「ジュゼッペ・ヴェルディ」。
彼はイタリアのロマン派作曲家として「オペラ」を発展させたオペラ界の巨匠です。
1813年、リヒャルト・ワーグナーと同じ年に生まれたヴェルディは87歳まで生き、クラシックの大作曲家としては第3位となる長寿を全うした人物でもあります。
今回はそんなヴェルディがどのような生涯を送ったのかを覗いていきましょう。
目次
幼少期〜青年期のヴェルディ
ヴェルディの出生地はイタリアロマーナ州近郊にあるレ・ロンコーレ村。
決して裕福とはいえないこの地で彼は家業である酒屋兼宿屋を手伝いながら育ちました。
音楽に最初に興味を持ったのは8歳のころであり、父から小型チェンバロを買ってもらったことをキッカケに、演奏に没頭したといわれています。
その後、10歳にして村指折りのチェンバロ/パイプオルガン奏者となったヴェルディは父の勧めにより親元を離れ、下宿をしながらブッセートという街の上級学校と音楽学校に進学。そこで作曲と演奏の技術を磨きました。
17歳の時にはヴェルディを援助してくれている音楽好きの商人バレッツィ家に住み込むようになり、18歳の時にはミラノに住むオペラに精通する音楽教師「ヴァンチェンツォ・ラヴィーニャ」に師事します。
ラヴィーニャの影響を受けたヴェルディは次第にオペラへの興味を膨らませるようになり、その後着々と才能を開花させていきました。

[表示内容]:

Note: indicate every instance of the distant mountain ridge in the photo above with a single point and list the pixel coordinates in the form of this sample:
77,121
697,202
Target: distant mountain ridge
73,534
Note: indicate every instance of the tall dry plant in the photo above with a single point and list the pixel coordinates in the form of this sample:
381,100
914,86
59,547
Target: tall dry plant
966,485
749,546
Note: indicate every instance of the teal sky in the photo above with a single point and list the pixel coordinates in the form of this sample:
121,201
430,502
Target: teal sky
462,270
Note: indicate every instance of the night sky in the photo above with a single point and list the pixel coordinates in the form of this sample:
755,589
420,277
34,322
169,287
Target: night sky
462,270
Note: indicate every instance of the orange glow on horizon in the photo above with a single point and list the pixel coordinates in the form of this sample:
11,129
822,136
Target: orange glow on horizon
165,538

* * *

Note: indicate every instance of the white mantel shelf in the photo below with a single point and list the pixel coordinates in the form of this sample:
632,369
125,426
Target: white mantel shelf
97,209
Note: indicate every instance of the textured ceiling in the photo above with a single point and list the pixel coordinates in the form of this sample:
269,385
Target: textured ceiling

[作業内容]:
1 – ヴェルディについての文章から、「彼はイタリアのロマン派作曲家として「オペラ」を発展させたオペラ界の巨匠です。」で始まり「決して裕福とはいえないこの地で彼は家業である酒屋兼宿屋を手伝いながら育ちました。」で終わる部分を一字一句そのまま書き写してもらえますか？
2 – ヴェルディについての文章を2文で要約すると、どうなりますか？
3 – ヴェルディについての文章の続きを、最後の文のあとから書き進めてください。
上の資料は今回の作業にはまったく関係しません。

[各課題の解答]:
1 –
彼はイタリアのロマン派作曲家として「オペラ」を発展させたオペラ界の巨匠です。
1813年、リヒャルト・ワーグナーと同じ年に生まれたヴェルディは87歳まで生き、クラシックの大作曲家としては第3位となる長寿を全うした人物でもあります。
今回はそんなヴェルディがどのような生涯を送ったのかを覗いていきましょう。
目次
幼少期〜青年期のヴェルディ
ヴェルディの出生地はイタリアロマーナ州近郊にあるレ・ロンコーレ村。
決して裕福とはいえないこの地で彼は家業である酒屋兼宿屋を手伝いながら育ちました。

2 – ヴェルディは1813年に生まれたイタリアのロマン派作曲家で、オペラを発展させた巨匠であり、87歳まで生きた。レ・ロンコーレ村の酒屋兼宿屋で育ち、8歳でチェンバロに没頭してブッセートで作曲と演奏を学んだのち、18歳でミラノのラヴィーニャに師事してオペラへの興味を深めていった。

3 –
ミラノでの成功を夢見て
ヴェルディはオペラの聖地ミラノでの成功を夢見て作曲活動を続けていましたが、22歳の時に恩人であるバレッツィの要請により、ブッセートに戻り音楽教師としての生活を送ることとなります。
ミラノでの成功を夢見ていた彼にとっては些か悔いが残る選択となりましたが、経済的に支援をしてもらっているバレッツィを裏切ることは出来ず、要請を素直に飲み込むことにしました。
ブッセートに戻ったことをキッカケに、ヴェルディはバレッツィ家の長女マルゲリータと結婚。
子供にも恵まれ、ヴェルディは安定した職と家庭を持つ「普通の生活」をスタートさせます。
が、しかし。
どうしても夢をあきらめきれなったヴェルディは1839年に一家で再びミラノに移住。
安定した生活を捨て、夢へ再チャレンジすることを決めました。
義父となったバレッツィもこの選択を尊重し、経済的な支援を継続したといわれています。
退路を断ち、家族を自分の実力で食わせていくしかないヴェルディは精力的な作曲活動をミラノにて展開。移住してから1年に立たないうちに処女作『オベルト』をスカラ座で公演することに成功します。
この公演は見事に好評を博し、楽譜の出版、さらにはスカラ座の専属作曲家としての契約を勝ち取りました。
オペラ作曲家としてここからヴェルディのサクセスストーリーが始まる!と本人も家族も思っていたことでしょう。
家族の死とモチベーションの喪失
しかしながら運命はヴェルディに強烈な試練を与えます。
長女が病気で1歳7カ月という短い生涯を終え(1838年 ブッセート)、翌1840年には長男も死去。
そしてなんとその翌年の翌1841年には妻マルゲリータすら病気で亡くし、ヴェルディは若くして全ての家族を失い、孤独な生活を送ることとなりました。
この一連の不幸のダメージはあまりにも大きく、ヴェルディは作曲が出来なくなるほど精神を病み、オペラ
「一日だけの王様」の公演に大失敗。
完全にモチベーションを失った彼はそのまま暫く「引きこもる」ことになります。
再起を図るヴェルディ
音楽から身を引いていたヴェルディですが、スカラ座支配人メレッリの説得により再起を図ります。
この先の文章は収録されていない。